**Text section**:
Cut and Thrust and Nip and Tuck

This week we received the not-altogether-unexpected news that the budgets of Welsh universities will be cut next year. The Higher Education Funding Council for Wales (HEFCW) has announced its detailed allocations for 2010-11 and all but one institution will receive a cash cut.  Cardiff University faces a cash cut of 1.74%. Lampeter is the exception, but it gets a cash increase of only 0.32%. After taking inflation into account, even they get a real terms decrease. So it’s real cuts across the board for Welsh Higher Education, with a total of about £30 million in funding taken away.

In fact, it appears that the total amount of money available to HEFCW for next year is level in cash terms compared to last year. The total amount it has distributed in recurrent grants has, however, decreased by about 2% on last year. As far as I understand it, the discrepancy between the income and expenditure is partly explained by the diversion of some funds into a new Strategic Implementation Fund(SIF) to enable HEFCW to meet the goals outlined in the Welsh Assembly Government (WAG) document stating its vision for Higher Education, entitled For our Future. Some elements of SIF are included with the current allocation, but other’s are not, hence the  cash cuts seen here.In future, a larger proportion of the budget will move from recurrent, formula-based funding towards initiatives more closely aligned with the WAGs or, more likely, wasted on window-dressing and increased bureaucracy.

**Extracted material**:
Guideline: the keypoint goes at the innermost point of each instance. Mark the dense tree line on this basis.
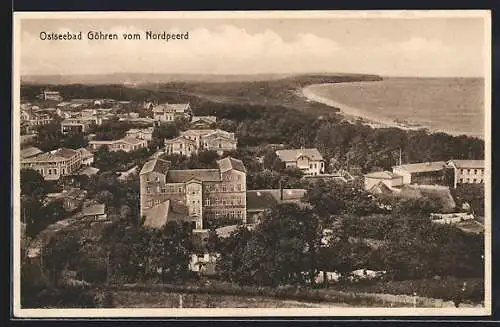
(285, 249)
(35, 213)
(50, 137)
(114, 161)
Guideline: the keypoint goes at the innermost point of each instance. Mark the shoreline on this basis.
(352, 114)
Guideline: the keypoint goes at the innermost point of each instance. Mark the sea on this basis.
(451, 105)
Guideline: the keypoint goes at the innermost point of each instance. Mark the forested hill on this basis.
(144, 78)
(283, 91)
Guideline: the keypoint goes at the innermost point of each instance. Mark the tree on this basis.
(32, 183)
(60, 253)
(283, 249)
(74, 141)
(229, 266)
(162, 132)
(335, 198)
(49, 136)
(273, 162)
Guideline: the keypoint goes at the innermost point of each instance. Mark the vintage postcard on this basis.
(251, 164)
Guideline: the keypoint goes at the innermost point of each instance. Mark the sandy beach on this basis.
(352, 114)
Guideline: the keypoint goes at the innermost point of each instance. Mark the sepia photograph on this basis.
(251, 163)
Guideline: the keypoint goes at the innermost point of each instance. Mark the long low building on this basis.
(54, 164)
(451, 174)
(126, 144)
(215, 193)
(194, 140)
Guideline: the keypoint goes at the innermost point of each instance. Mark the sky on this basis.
(385, 46)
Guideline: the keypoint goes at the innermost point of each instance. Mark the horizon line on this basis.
(254, 74)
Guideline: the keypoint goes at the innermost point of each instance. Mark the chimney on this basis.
(281, 191)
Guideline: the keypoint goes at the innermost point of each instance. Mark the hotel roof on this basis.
(467, 163)
(55, 155)
(30, 152)
(229, 163)
(94, 209)
(89, 171)
(210, 119)
(175, 107)
(84, 152)
(202, 175)
(182, 139)
(293, 154)
(158, 165)
(382, 175)
(422, 167)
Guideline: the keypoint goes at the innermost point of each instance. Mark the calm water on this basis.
(455, 105)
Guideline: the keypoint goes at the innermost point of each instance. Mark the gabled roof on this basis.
(131, 140)
(84, 152)
(460, 164)
(382, 175)
(214, 137)
(197, 132)
(55, 155)
(158, 165)
(229, 163)
(89, 171)
(160, 214)
(171, 107)
(293, 154)
(380, 188)
(422, 167)
(219, 133)
(202, 175)
(93, 210)
(30, 152)
(182, 139)
(208, 119)
(140, 130)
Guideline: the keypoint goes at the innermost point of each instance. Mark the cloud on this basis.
(228, 49)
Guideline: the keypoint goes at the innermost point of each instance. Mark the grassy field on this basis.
(138, 299)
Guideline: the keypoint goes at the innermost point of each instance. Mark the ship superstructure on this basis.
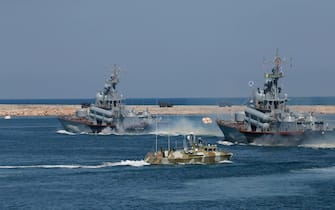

**Complete the following**:
1. List every percentage figure given in the post on Welsh university funding, each with what it measures.
2. In the post on Welsh university funding, rewrite the part that opens with the words containing "Cut and Thrust" and closes with "funding taken away.", substituting "cash reduction" for "cash cut" throughout.
The data that appear above come from a separate source and are not part of the post on Welsh university funding.

**Solutions below**:
1.
1.74%: Cardiff University's cash cut
0.32%: Lampeter's cash increase
About 2%: the decrease, compared with last year, in the total HEFCW distributed in recurrent grants

2.
Cut and Thrust and Nip and Tuck

This week we received the not-altogether-unexpected news that the budgets of Welsh universities will be cut next year. The Higher Education Funding Council for Wales (HEFCW) has announced its detailed allocations for 2010-11 and all but one institution will receive a cash reduction.  Cardiff University faces a cash reduction of 1.74%. Lampeter is the exception, but it gets a cash increase of only 0.32%. After taking inflation into account, even they get a real terms decrease. So it’s real cuts across the board for Welsh Higher Education, with a total of about £30 million in funding taken away.